§ WORK ITEM: Return every line of the data below, exactly.

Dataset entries
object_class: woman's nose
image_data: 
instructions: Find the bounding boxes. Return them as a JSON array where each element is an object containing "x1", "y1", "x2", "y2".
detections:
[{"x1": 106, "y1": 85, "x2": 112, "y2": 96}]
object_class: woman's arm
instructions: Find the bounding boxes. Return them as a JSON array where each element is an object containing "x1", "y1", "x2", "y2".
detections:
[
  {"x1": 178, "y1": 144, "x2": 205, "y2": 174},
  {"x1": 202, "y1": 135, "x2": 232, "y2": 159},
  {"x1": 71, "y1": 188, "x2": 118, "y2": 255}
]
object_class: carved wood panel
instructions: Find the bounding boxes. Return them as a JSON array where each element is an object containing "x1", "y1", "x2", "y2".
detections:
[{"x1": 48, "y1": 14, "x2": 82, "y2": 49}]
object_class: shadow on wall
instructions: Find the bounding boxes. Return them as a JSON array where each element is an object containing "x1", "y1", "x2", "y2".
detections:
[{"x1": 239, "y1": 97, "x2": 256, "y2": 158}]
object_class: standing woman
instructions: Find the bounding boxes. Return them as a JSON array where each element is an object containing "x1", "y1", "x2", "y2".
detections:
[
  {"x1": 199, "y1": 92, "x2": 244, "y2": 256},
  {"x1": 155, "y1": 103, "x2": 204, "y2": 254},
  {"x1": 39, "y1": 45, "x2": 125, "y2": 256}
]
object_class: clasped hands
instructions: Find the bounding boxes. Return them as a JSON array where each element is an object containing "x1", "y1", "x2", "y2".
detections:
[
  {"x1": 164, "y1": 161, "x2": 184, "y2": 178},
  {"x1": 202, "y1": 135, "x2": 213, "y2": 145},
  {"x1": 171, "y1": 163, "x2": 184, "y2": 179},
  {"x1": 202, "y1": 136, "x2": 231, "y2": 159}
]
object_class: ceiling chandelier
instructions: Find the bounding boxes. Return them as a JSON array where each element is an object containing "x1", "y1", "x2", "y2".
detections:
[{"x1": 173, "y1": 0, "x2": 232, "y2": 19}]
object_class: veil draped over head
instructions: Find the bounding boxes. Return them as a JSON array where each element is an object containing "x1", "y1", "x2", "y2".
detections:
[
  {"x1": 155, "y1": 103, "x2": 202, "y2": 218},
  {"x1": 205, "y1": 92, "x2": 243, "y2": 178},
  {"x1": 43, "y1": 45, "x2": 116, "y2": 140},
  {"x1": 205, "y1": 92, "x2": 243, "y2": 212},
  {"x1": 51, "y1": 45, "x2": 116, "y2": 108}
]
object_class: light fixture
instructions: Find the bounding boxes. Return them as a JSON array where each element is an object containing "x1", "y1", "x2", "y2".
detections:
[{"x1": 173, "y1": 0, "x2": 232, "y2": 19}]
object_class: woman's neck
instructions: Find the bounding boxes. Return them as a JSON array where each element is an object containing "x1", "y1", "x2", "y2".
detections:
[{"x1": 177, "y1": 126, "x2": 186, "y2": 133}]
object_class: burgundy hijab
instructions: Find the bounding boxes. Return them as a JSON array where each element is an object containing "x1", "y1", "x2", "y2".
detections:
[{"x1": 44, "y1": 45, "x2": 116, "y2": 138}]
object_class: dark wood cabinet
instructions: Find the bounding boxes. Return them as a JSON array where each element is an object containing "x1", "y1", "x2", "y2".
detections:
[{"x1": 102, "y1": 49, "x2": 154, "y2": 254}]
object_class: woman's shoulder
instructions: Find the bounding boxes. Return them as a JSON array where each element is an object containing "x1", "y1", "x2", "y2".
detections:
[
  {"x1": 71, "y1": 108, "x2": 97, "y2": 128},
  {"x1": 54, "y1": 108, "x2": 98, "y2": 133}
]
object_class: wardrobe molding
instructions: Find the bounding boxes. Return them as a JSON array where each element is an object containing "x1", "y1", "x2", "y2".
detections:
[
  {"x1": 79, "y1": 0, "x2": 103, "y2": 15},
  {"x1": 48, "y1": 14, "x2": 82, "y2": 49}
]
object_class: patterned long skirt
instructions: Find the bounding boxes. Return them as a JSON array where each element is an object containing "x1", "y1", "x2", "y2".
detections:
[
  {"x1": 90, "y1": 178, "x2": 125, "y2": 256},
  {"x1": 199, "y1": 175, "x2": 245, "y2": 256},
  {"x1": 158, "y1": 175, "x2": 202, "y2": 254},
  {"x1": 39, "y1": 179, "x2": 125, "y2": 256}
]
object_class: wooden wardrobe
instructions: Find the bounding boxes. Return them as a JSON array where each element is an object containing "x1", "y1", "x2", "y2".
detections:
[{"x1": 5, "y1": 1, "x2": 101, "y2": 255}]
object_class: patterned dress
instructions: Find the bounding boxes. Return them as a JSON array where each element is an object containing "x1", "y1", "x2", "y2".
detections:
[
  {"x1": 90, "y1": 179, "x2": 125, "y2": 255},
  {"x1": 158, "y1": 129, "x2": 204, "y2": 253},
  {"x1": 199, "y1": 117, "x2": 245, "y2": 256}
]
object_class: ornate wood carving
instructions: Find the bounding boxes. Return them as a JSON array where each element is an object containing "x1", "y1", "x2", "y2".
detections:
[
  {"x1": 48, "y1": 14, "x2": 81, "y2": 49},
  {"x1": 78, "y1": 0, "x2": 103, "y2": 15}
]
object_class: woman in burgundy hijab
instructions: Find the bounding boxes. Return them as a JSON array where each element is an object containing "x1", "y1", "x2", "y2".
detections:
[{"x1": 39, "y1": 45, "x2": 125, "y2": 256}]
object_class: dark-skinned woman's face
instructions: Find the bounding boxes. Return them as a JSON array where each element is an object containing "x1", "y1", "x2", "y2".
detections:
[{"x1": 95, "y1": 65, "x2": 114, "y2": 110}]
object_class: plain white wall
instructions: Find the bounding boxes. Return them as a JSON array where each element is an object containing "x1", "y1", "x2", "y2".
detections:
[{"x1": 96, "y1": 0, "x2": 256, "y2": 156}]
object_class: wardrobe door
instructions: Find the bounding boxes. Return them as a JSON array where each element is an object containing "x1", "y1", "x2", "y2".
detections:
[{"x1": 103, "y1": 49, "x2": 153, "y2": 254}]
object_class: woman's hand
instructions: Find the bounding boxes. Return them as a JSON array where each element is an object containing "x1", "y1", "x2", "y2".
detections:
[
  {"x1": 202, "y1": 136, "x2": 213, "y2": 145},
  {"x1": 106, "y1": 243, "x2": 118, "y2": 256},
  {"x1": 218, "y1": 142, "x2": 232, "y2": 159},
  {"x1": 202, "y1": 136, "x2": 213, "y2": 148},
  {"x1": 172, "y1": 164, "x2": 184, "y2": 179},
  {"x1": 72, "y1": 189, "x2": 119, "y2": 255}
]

§ COMPLETED EXERCISE:
object_class: woman's nose
image_data: 
instructions: Find the bounding boxes. Return them as a JSON array where each element is an object containing "x1", "y1", "x2", "y2".
detections:
[{"x1": 106, "y1": 85, "x2": 112, "y2": 96}]
object_class: woman's arm
instructions: Find the bounding boxes. Return them as a JSON array where each element is an object containing "x1", "y1", "x2", "y2".
detections:
[
  {"x1": 178, "y1": 144, "x2": 205, "y2": 174},
  {"x1": 202, "y1": 135, "x2": 232, "y2": 159},
  {"x1": 71, "y1": 188, "x2": 118, "y2": 255}
]
object_class: carved wood panel
instructions: Find the bounding boxes. Return them as a JSON array where each element is an object containing "x1", "y1", "x2", "y2".
detections:
[{"x1": 48, "y1": 14, "x2": 82, "y2": 49}]
object_class: shadow on wall
instructions: Find the bounding boxes. Return them as a JSON array where each element is an object containing "x1", "y1", "x2", "y2".
detections:
[{"x1": 239, "y1": 97, "x2": 256, "y2": 158}]
object_class: standing woman
instructions: Find the bounding boxes. Return them as a JSON array where each element is an object containing "x1", "y1", "x2", "y2".
detections:
[
  {"x1": 199, "y1": 92, "x2": 244, "y2": 256},
  {"x1": 155, "y1": 103, "x2": 204, "y2": 254},
  {"x1": 39, "y1": 45, "x2": 125, "y2": 256}
]
object_class: clasped hands
instructions: Find the bounding boxes. Return them as a JSON array where each element is an object containing "x1", "y1", "x2", "y2".
detections:
[
  {"x1": 164, "y1": 161, "x2": 184, "y2": 178},
  {"x1": 202, "y1": 135, "x2": 213, "y2": 145},
  {"x1": 171, "y1": 163, "x2": 184, "y2": 179},
  {"x1": 202, "y1": 136, "x2": 231, "y2": 159}
]
object_class: ceiling chandelier
instructions: Find the bounding boxes. Return them as a JSON array where each element is an object containing "x1", "y1", "x2", "y2".
detections:
[{"x1": 173, "y1": 0, "x2": 232, "y2": 19}]
object_class: veil draped over head
instructions: Find the bounding boxes. Return them as a JSON array where each element is an object containing "x1", "y1", "x2", "y2".
detections:
[
  {"x1": 155, "y1": 103, "x2": 202, "y2": 218},
  {"x1": 205, "y1": 92, "x2": 243, "y2": 178},
  {"x1": 43, "y1": 45, "x2": 116, "y2": 140},
  {"x1": 205, "y1": 92, "x2": 243, "y2": 212},
  {"x1": 51, "y1": 45, "x2": 116, "y2": 108}
]
object_class: light fixture
instructions: Find the bounding boxes. Return them as a JSON array where each element is an object containing "x1", "y1", "x2", "y2".
detections:
[{"x1": 173, "y1": 0, "x2": 232, "y2": 19}]
object_class: woman's neck
instructions: Find the bounding boxes. Return them as a JSON array where each element is an object containing "x1", "y1", "x2", "y2".
detections:
[{"x1": 177, "y1": 126, "x2": 186, "y2": 133}]
object_class: burgundy hijab
instructions: Find the bounding boxes. Return them as a JSON array where each element is an object containing "x1", "y1", "x2", "y2".
detections:
[{"x1": 44, "y1": 45, "x2": 116, "y2": 138}]
object_class: dark wood cabinet
instructions: Find the bounding boxes. Return them as a JSON array where each element is an object containing "x1", "y1", "x2", "y2".
detections:
[{"x1": 102, "y1": 49, "x2": 154, "y2": 254}]
object_class: woman's shoulder
instructions: Find the bounding boxes. Return them as a JSON array where each element is an object containing "x1", "y1", "x2", "y2".
detections:
[
  {"x1": 71, "y1": 108, "x2": 97, "y2": 128},
  {"x1": 54, "y1": 108, "x2": 98, "y2": 133}
]
object_class: wardrobe molding
instructions: Find the bounding boxes. Return them as a JSON array where each element is an object containing "x1", "y1", "x2", "y2".
detections:
[
  {"x1": 79, "y1": 0, "x2": 103, "y2": 15},
  {"x1": 48, "y1": 14, "x2": 82, "y2": 49}
]
object_class: patterned long skirt
instructions: Find the bounding boxes. Return them as a JSON array where each element is an object containing "x1", "y1", "x2", "y2".
detections:
[
  {"x1": 90, "y1": 178, "x2": 125, "y2": 256},
  {"x1": 199, "y1": 175, "x2": 245, "y2": 256},
  {"x1": 158, "y1": 175, "x2": 202, "y2": 254},
  {"x1": 39, "y1": 179, "x2": 125, "y2": 256}
]
object_class: wooden wardrobe
instructions: Find the bounding boxes. Return them as a JSON array where each element is an object containing "x1", "y1", "x2", "y2".
detections:
[{"x1": 5, "y1": 1, "x2": 101, "y2": 255}]
object_class: patterned dress
instructions: Find the bounding boxes. Return them as a JSON array where each element is an object containing "x1", "y1", "x2", "y2".
detections:
[
  {"x1": 90, "y1": 179, "x2": 125, "y2": 255},
  {"x1": 158, "y1": 129, "x2": 204, "y2": 253},
  {"x1": 199, "y1": 117, "x2": 245, "y2": 256}
]
object_class: ornate wood carving
instructions: Find the bounding boxes. Return them as a JSON array where each element is an object containing "x1", "y1", "x2", "y2".
detections:
[
  {"x1": 48, "y1": 14, "x2": 81, "y2": 49},
  {"x1": 78, "y1": 0, "x2": 103, "y2": 15}
]
object_class: woman in burgundy hijab
instructions: Find the bounding boxes. Return them as a JSON array where each element is an object containing "x1", "y1", "x2", "y2".
detections:
[{"x1": 39, "y1": 45, "x2": 125, "y2": 256}]
object_class: dark-skinned woman's face
instructions: Find the bounding boxes. Return them as a JSON array where each element is an object containing "x1", "y1", "x2", "y2".
detections:
[{"x1": 95, "y1": 65, "x2": 114, "y2": 110}]
object_class: plain white wall
instructions: Find the bounding boxes. Return them as a JSON array where each element is an object containing "x1", "y1", "x2", "y2".
detections:
[{"x1": 96, "y1": 0, "x2": 256, "y2": 156}]
object_class: wardrobe door
instructions: Find the bounding boxes. Return them as a JSON array where each element is an object containing "x1", "y1", "x2", "y2".
detections:
[{"x1": 103, "y1": 49, "x2": 153, "y2": 254}]
object_class: woman's hand
instructions: Find the bounding boxes. Return them as a JSON array where each element is an object containing "x1", "y1", "x2", "y2".
detections:
[
  {"x1": 202, "y1": 136, "x2": 213, "y2": 145},
  {"x1": 106, "y1": 243, "x2": 118, "y2": 256},
  {"x1": 218, "y1": 142, "x2": 232, "y2": 159},
  {"x1": 202, "y1": 136, "x2": 213, "y2": 148},
  {"x1": 172, "y1": 164, "x2": 184, "y2": 179},
  {"x1": 72, "y1": 189, "x2": 119, "y2": 255}
]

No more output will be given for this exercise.